### Задание 1
Проверьте, согласуются ли с текстом о книге Щеклика «Катарсис» три утверждения: (a) книга Щеклика вышла в переводе Ксении Старосельской; (b) Шеймас Хини назван в тексте польским поэтом; (c) по мнению Чеслава Милоша, умение врачевать легко поддается определению. На каждое ответьте «да» или «нет» и приведите точную цитату из текста, которая решает дело.
### Задание 2
Продолжите текст о книге Анджея Щеклика «Катарсис», начав сразу после его последнего предложения.

======== Исходный текст ========

Впрочем, медицина вовсе не является областью, где
царит однозначно понимаемая эффективность, — что наглядно показал в своей книге
Катарсис польский врач (и прежде
всего мыслитель) Анджей Щеклик
(книга вышла в издательстве «Новое литературное обозрение» в переводе Ксении Старосельской). Как пишет
ирландский поэт, нобелевский лауреат Шеймас Хини, эта книга напоминает нам, что забота о чужом здоровье
скорее относится к сфере любви и милосердия, нежели к экономике. А другой
нобелевский лауреат, польский поэт и эссеист Чеслав Милош, вслед за Щекликом
считает, что умение врачевать родом из
магии и трудно поддается определению, поскольку неразрывно соединяет в себе
элементы искусства и науки.

======== Записи набора данных ========

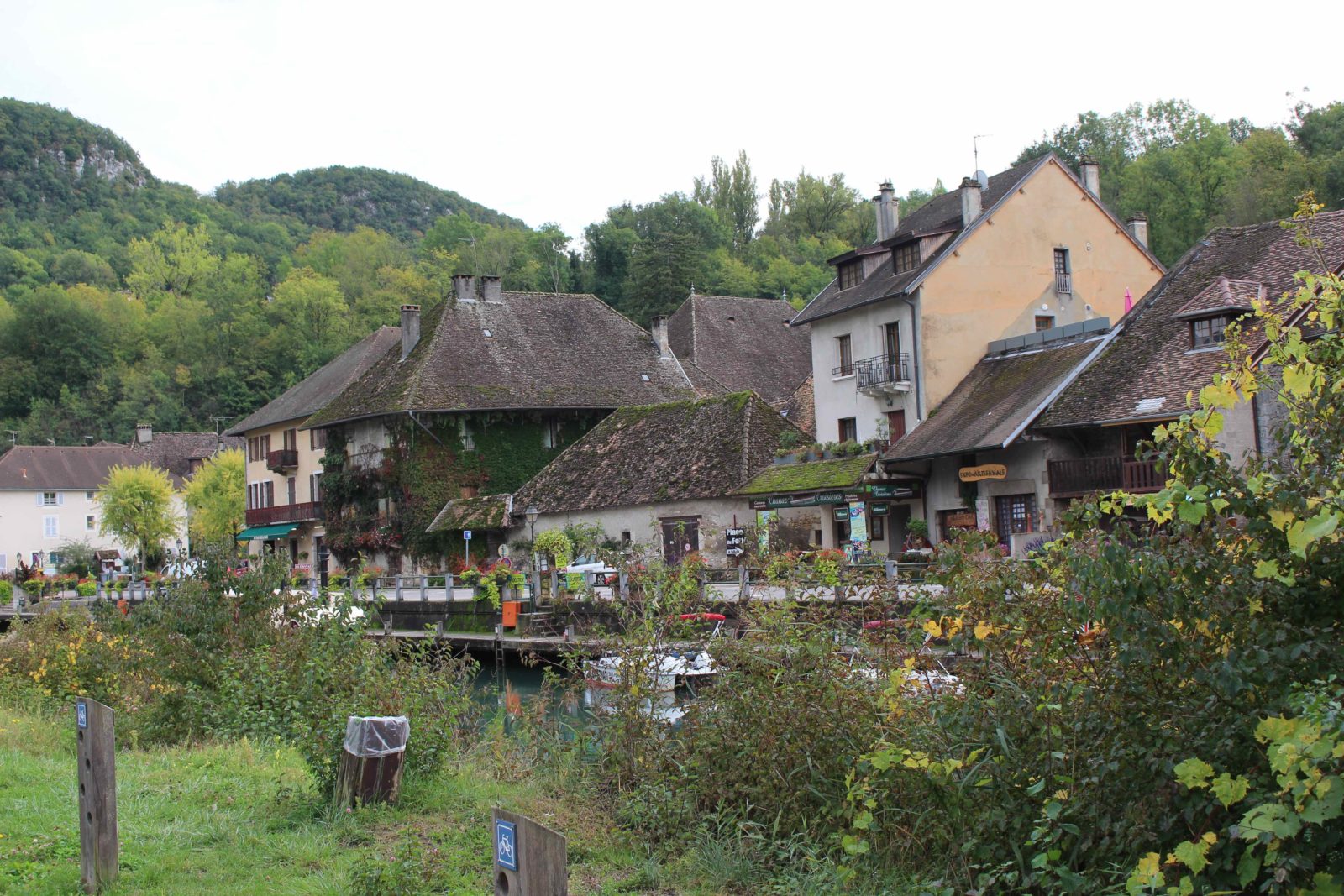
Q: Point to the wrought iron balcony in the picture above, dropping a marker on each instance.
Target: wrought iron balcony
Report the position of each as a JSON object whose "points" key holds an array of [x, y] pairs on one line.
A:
{"points": [[282, 459], [309, 512], [884, 375], [1086, 474]]}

========

### Ответ 1
(a) Да: «в переводе Ксении Старосельской».
(b) Нет: «ирландский поэт, нобелевский лауреат Шеймас Хини».
(c) Нет: «умение врачевать родом из магии и трудно поддается определению».

### Ответ 2
Появление книги Щеклика в контексте сегодняшнего
характера научных знаний о мире можно считать по-своему удивительным. Например,
в главе Констелляции автор
неожиданным образом реабилитирует астрологию: Сегодня мы ищем предсказание своего будущего скорее не в небесах, а в
самих себе, в своих генах. А поскольку генетические констелляции имеют небесное
происхождение, быть может, их познание восстановит утраченную связь с небом,
укажет обратный путь, вернет утерянную гармонию. А древний символ медицины
— две змеи, обвивающие жезл Гермеса, — Щеклик увязывает с генетической
спиралью: В ядре каждой из миллиардов
клеток нашего тела укрыта дезоксирибонуклеиновая кислота, ДНК, имеющая форму
двойной змеевидной спирали. Она содержит тайну возрождения жизни и хранится в
нас, как память, след, отражение царственной пары змей, от соединения которых
родился мир.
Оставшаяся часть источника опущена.